# Selected extract
________
She was named one of only nine female journalists from around the world to receive an award from the International Women’s Media Foundation, Howard G. Buffett fund this year. This award will allow her to undertake hostile environment training in the U.K. next year.
She also recently travelled to Myanmar after receiving an Asia Pacific Foundation Reporting fellowship. Her reports from that country are airing on Global National.
What did you do immediately after you graduated and what has your career been like since?
I started at Global National as an intern in 2004. And then days before I graduated I started working here on pretty much a full time basis and I’ve been here ever since. I’ve worked my way up and my position now is assignment editor. I started out as the national research co-ordinator, a fancy word for researcher. Anything that needed to be done, I did it. I became the main network liaison for the military when we had reporters embedded in Afghanistan. Then I was made weekend assignment editor, starting to assign the weekend shows by myself.
I was doing quite a bit of field producing in between as well, my job has been a bit of a mishmash here. I went to Afghanistan in 2011 where I was a field producer for three weeks on the ground there. I also field produced at Mitt Romney headquarters for the U.S. presidential election. I continue to do some reporting and the stories that I reported in Myanmar are running right now.
What were the biggest things that you took to your work from your time at the School of Journalism?
I’d say the biggest thing was ethics. We had Stephen Ward at the time teaching ethics and I found that class fascinating and also really important. The conversations that we had then have come in handy. We’ve had lots of conversations here over the years about whether we should or shouldn’t air something and how much is too much to be seen by viewers — things like that.
________
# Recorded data
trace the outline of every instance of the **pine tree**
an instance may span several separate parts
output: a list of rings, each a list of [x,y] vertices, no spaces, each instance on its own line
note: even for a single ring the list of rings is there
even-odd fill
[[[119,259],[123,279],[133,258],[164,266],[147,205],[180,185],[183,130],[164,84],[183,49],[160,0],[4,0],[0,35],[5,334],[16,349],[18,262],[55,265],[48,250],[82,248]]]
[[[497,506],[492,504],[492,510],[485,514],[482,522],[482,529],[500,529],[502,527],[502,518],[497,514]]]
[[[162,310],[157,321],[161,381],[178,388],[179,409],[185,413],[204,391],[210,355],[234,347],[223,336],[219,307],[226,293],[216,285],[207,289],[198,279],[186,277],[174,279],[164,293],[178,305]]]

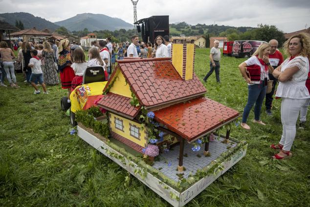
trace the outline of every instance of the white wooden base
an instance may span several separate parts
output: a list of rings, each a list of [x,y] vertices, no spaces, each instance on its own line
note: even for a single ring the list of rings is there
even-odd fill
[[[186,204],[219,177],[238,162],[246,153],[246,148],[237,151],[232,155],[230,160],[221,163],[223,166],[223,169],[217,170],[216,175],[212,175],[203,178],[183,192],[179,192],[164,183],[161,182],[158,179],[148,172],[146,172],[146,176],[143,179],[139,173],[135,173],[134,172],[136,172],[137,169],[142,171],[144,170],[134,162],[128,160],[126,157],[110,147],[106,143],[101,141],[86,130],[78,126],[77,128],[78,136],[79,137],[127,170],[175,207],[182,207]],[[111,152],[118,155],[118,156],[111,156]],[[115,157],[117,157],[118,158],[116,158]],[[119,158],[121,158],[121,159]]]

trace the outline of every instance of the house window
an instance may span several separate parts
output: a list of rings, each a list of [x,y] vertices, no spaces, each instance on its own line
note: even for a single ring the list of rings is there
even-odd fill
________
# Directions for this task
In the interview above, condense the paragraph beginning "I started at Global National as an intern in 2004" into a short bulleted list that keeps its main facts.

# Response area
- Started at Global National as an intern in 2004
- Began working there almost full time days before graduating and has stayed ever since
- First role: national research co-ordinator, essentially a researcher who handled whatever needed doing
- Became the main network liaison for the military while reporters were embedded in Afghanistan
- Promoted to weekend assignment editor, assigning the weekend shows alone
- Current position: assignment editor